[Records contained in a dataset]
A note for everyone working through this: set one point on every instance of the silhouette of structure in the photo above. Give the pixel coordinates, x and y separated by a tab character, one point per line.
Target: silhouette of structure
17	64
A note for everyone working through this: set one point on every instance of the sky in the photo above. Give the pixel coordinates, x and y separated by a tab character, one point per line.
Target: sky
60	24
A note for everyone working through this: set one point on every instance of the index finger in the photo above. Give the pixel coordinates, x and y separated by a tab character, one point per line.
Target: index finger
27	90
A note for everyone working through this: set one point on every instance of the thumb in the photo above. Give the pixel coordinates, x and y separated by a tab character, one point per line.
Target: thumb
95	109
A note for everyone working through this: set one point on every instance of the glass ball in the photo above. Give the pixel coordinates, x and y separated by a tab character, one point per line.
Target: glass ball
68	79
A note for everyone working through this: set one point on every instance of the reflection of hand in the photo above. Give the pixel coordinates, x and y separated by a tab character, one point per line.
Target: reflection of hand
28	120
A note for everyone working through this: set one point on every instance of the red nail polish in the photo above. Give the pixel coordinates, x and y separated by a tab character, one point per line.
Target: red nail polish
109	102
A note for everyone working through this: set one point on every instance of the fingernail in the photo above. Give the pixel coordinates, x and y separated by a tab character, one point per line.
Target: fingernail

...

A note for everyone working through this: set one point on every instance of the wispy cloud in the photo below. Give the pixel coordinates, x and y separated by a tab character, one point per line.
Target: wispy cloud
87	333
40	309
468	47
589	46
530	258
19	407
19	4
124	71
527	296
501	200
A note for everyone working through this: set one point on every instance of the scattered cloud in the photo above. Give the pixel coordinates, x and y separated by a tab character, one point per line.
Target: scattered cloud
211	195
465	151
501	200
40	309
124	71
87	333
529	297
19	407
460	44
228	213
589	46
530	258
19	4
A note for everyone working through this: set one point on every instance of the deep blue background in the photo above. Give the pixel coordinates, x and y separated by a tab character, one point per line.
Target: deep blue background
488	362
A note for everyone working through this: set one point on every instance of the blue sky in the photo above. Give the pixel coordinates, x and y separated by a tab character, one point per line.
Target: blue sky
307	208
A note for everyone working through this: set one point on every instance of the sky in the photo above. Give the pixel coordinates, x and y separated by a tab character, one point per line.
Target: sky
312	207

> **Work required**:
Copy out, exactly and alone, the lines of the entries above between the ones holding "of the fingernail" and "Target: fingernail", inclusive.

> **Solution to this task**:
A note for everyone working through this: set one point on every instance of the fingernail in the photo above. Give the pixel coordinates, x and y separated by a tab character, one point per line.
Target: fingernail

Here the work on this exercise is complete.